====== DATA TO PROCESS ======

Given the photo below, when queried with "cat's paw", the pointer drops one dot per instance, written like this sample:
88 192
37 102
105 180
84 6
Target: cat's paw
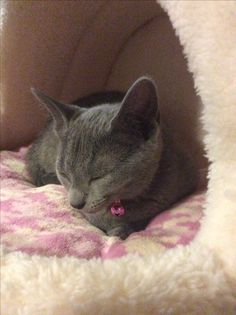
121 231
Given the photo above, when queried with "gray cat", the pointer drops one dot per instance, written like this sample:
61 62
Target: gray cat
115 148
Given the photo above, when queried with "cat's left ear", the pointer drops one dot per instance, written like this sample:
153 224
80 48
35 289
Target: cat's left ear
60 112
139 112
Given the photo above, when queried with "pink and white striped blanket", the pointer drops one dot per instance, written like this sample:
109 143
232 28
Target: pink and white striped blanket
40 221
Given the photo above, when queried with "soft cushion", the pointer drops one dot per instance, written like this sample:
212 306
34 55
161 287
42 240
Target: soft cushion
39 220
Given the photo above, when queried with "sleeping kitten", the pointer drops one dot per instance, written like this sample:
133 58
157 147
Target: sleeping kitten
108 147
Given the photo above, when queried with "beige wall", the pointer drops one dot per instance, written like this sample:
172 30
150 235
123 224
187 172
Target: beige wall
71 48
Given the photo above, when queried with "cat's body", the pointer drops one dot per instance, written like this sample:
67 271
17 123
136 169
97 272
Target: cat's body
113 151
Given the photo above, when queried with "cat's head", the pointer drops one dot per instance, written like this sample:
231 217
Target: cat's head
110 151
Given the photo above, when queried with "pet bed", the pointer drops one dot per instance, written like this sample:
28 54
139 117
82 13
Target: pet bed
184 262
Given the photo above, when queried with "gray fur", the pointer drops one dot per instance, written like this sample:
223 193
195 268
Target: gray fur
109 152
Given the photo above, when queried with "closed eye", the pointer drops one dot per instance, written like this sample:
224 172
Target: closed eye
95 178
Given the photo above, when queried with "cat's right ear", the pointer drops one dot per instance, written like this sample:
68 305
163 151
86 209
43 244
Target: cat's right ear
60 112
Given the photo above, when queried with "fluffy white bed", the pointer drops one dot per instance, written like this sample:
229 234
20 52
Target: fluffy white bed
199 278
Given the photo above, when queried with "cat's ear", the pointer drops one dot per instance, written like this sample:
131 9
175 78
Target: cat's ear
60 112
139 111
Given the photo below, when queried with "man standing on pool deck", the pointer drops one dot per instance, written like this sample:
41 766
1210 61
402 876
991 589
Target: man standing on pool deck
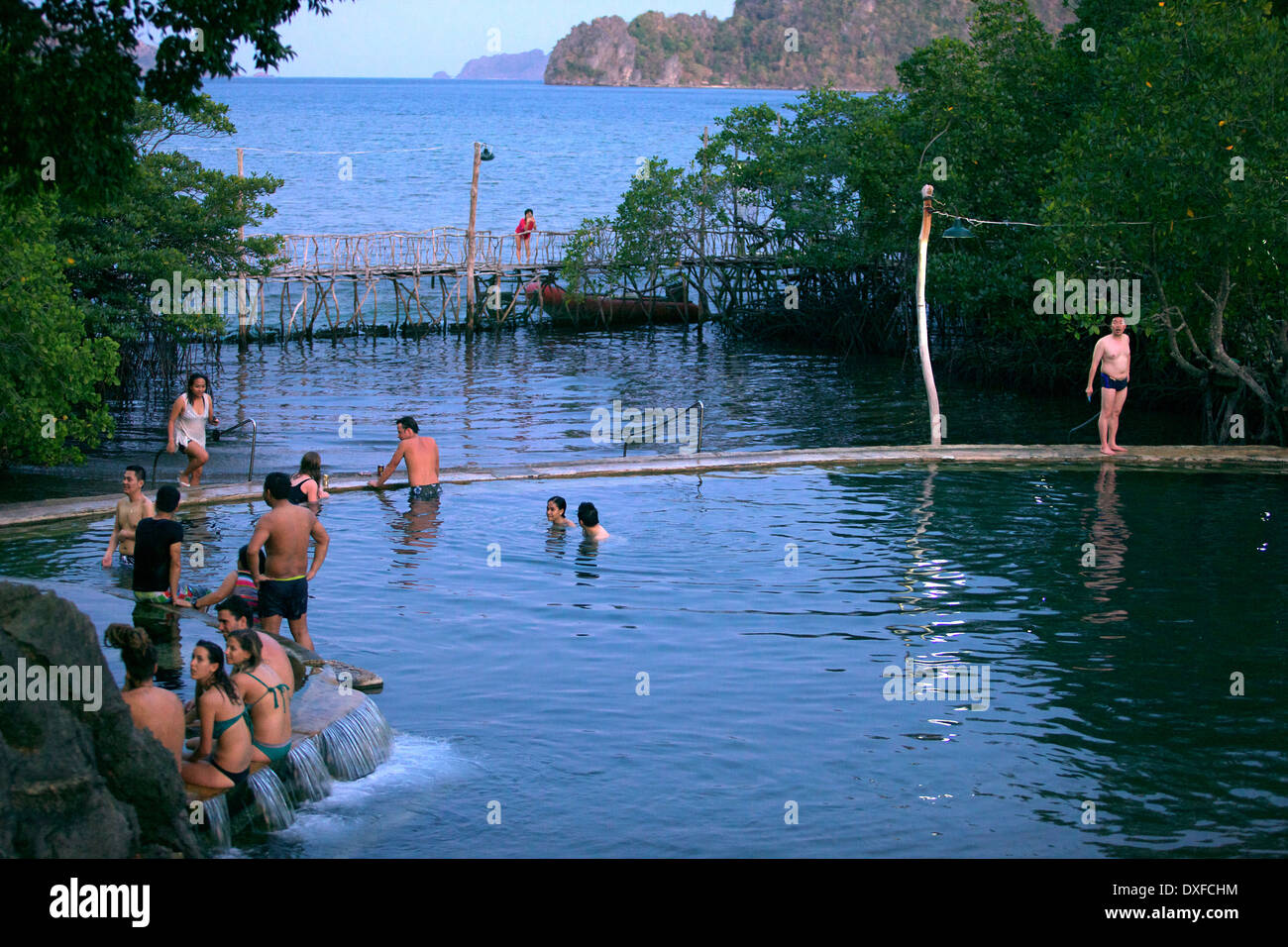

======

Pick out every line of the material above that contains the word "kitten", and copy each one in full.

__FINAL RESULT__.
Given the photo above, when queried with "sleeping kitten", the pointer drops one dot per instance, written like this sample:
Target: sleeping kitten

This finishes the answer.